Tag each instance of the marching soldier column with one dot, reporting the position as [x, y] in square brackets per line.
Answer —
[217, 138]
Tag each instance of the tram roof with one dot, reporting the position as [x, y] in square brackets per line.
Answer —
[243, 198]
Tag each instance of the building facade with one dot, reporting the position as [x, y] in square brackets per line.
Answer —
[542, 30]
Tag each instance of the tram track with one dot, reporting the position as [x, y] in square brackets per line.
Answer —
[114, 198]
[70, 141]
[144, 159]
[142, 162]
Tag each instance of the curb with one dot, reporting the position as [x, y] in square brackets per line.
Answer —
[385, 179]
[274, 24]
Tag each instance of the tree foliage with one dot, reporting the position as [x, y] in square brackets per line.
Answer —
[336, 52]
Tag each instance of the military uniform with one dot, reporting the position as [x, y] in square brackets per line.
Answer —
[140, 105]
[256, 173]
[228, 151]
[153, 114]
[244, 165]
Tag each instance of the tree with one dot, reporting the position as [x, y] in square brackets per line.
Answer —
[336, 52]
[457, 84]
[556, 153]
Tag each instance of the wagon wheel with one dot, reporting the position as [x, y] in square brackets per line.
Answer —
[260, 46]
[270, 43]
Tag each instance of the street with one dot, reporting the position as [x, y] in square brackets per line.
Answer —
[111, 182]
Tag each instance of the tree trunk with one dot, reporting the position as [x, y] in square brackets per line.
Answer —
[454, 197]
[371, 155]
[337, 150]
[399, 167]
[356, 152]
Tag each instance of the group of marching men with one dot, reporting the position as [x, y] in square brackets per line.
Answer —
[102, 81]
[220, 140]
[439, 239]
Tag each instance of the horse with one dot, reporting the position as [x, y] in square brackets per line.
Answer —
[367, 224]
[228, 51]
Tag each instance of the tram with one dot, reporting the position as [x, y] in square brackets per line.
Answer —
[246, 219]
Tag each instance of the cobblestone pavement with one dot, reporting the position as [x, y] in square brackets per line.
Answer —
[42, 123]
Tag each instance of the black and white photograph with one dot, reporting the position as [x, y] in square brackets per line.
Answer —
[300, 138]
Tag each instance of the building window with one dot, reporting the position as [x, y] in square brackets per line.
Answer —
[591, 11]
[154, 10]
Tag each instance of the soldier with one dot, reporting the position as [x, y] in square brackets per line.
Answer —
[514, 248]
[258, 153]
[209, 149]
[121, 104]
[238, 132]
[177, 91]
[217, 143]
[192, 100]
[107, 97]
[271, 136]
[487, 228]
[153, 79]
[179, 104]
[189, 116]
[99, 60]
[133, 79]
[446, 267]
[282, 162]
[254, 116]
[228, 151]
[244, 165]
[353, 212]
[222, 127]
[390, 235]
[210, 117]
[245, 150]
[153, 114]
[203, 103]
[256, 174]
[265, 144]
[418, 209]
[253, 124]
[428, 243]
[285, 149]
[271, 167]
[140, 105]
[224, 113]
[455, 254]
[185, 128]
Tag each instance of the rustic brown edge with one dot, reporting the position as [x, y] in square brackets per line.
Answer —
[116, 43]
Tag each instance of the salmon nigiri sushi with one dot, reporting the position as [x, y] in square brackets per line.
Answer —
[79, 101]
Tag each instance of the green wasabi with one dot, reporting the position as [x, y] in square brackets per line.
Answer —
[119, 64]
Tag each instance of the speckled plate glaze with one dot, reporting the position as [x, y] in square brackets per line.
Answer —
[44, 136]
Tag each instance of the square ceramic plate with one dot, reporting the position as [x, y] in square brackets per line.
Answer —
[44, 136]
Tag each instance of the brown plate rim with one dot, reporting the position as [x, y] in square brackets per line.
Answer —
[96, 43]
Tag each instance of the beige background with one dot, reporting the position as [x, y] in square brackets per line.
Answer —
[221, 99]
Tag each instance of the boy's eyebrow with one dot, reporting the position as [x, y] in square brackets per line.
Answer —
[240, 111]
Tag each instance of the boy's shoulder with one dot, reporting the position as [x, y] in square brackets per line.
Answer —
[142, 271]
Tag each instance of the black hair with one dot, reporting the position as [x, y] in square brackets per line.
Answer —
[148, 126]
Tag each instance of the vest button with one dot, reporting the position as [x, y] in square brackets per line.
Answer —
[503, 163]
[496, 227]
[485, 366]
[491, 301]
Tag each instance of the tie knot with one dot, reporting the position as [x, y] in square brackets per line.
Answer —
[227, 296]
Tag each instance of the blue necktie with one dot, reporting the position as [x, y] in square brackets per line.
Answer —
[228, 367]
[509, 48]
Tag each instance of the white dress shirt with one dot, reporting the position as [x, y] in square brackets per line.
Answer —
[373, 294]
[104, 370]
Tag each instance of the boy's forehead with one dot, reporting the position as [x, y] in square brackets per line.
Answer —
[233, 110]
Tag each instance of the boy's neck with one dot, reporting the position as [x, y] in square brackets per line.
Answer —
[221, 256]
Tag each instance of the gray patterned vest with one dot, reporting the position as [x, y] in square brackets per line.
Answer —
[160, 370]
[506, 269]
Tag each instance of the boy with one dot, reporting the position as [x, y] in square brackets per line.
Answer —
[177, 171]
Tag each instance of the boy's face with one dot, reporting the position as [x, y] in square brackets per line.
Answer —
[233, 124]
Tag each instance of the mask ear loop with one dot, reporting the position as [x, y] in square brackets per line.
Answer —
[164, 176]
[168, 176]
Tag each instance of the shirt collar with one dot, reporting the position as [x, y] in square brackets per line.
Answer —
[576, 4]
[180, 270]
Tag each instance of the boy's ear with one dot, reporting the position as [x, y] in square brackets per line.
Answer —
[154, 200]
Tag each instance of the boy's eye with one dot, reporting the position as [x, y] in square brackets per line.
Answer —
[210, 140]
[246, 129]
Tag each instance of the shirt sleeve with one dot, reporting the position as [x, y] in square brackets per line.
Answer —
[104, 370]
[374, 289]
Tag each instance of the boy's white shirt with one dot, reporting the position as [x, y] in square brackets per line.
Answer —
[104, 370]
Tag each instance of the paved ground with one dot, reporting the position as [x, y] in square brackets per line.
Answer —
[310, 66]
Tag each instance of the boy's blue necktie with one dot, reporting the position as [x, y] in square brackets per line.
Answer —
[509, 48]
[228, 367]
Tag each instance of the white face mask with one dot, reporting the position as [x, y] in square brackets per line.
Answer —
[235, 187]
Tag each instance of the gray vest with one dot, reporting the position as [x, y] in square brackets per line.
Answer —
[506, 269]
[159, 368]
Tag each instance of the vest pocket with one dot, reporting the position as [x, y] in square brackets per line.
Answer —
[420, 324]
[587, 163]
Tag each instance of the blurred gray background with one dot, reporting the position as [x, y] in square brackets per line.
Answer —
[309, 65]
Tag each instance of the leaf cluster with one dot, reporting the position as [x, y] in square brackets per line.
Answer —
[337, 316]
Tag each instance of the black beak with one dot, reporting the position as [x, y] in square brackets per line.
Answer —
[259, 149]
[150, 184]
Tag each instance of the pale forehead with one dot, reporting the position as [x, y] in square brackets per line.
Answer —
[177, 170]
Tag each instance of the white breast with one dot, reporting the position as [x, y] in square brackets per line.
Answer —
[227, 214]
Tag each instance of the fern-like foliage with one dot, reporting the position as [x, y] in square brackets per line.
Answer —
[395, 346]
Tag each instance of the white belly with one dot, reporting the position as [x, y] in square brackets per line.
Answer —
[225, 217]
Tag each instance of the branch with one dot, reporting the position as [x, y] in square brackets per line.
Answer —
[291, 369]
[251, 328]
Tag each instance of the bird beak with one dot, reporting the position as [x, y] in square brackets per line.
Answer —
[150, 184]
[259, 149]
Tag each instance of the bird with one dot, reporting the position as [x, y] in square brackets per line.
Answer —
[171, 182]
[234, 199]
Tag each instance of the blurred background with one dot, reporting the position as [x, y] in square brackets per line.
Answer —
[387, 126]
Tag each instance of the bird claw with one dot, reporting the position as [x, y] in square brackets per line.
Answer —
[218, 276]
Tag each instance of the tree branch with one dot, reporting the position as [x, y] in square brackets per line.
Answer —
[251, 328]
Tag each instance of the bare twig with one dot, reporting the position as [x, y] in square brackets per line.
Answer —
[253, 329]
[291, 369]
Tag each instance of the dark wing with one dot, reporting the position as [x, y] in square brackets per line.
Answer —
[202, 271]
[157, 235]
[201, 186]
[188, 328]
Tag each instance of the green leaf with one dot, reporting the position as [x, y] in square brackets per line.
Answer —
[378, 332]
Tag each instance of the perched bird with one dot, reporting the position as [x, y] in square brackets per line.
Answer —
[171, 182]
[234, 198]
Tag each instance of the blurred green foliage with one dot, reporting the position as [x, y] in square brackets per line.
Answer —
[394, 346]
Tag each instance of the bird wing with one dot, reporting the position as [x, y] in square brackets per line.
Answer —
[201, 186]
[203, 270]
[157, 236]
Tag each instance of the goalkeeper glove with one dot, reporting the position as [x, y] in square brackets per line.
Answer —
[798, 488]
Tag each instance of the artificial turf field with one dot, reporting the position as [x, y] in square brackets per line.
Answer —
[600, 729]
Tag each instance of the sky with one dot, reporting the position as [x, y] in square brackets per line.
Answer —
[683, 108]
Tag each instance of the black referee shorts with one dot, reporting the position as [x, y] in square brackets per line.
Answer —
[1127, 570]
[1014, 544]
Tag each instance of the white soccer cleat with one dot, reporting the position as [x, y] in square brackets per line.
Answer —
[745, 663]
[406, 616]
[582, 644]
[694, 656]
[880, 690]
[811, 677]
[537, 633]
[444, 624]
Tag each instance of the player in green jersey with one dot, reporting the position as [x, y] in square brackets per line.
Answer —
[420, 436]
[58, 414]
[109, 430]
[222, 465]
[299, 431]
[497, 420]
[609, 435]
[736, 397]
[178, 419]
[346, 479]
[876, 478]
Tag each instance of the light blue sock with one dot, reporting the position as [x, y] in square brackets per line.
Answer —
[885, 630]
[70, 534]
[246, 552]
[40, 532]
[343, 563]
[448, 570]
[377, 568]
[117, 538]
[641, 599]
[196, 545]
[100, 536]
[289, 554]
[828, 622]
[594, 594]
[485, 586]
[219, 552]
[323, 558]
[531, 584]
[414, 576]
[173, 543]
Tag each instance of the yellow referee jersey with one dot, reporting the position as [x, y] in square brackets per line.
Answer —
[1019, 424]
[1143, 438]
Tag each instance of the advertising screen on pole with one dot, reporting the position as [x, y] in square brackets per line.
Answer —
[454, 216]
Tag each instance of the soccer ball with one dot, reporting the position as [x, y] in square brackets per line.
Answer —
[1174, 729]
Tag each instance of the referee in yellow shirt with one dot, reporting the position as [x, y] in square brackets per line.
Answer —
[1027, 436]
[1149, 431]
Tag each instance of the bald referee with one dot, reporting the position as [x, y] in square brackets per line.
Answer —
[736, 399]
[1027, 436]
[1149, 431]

============

▶ [Given request]: Repeat, without change, each line of the data above from the one that contains "Tag each instance of the black referee" through the final line, counting both.

▶ [Expected answer]:
Tag each instance of the black referee shorts with one dot, reporting the position as [x, y] in square brackets per line.
Answer —
[1127, 570]
[1014, 544]
Tag each instance of the white soccer cleat with one dot, reporting the position as [x, y] in square brackets per line.
Answer —
[745, 663]
[406, 616]
[582, 644]
[694, 656]
[880, 690]
[811, 677]
[537, 633]
[444, 624]
Tag each instance of the player in green jersey with one dot, reporting the position as [x, y] in square brackets per line.
Answer —
[420, 436]
[58, 414]
[109, 430]
[222, 465]
[299, 431]
[497, 420]
[609, 435]
[736, 397]
[178, 419]
[346, 479]
[876, 478]
Tag each instance of the light blue sock with one dot, reporting the position as [x, y] in square brackets per line.
Answer —
[885, 630]
[70, 534]
[246, 552]
[40, 532]
[343, 563]
[448, 570]
[377, 568]
[117, 538]
[641, 599]
[196, 545]
[100, 536]
[289, 554]
[828, 622]
[594, 594]
[485, 586]
[219, 552]
[323, 558]
[531, 584]
[414, 576]
[173, 543]
Tag each instance of the yellow referee jersey with one dot, reporting the position as [x, y] in square brackets per line.
Answer —
[1019, 424]
[1143, 438]
Tag each instance of the advertising screen on pole with one dot, reporting the position as [x, y] in square brackets per line.
Answer —
[454, 216]
Tag each instance of the soccer ball with one dot, reporting the position as [x, y] in square brackets per line.
Answer —
[1174, 729]
Tag each instance of the referee in yellow shirt with one dot, reporting the position as [x, y] in square brackets per line.
Answer —
[1027, 436]
[1149, 431]
Tag each instance of the bald referee with one dot, reporting the position as [x, y] in square brackets per line.
Answer —
[736, 399]
[1027, 436]
[1149, 431]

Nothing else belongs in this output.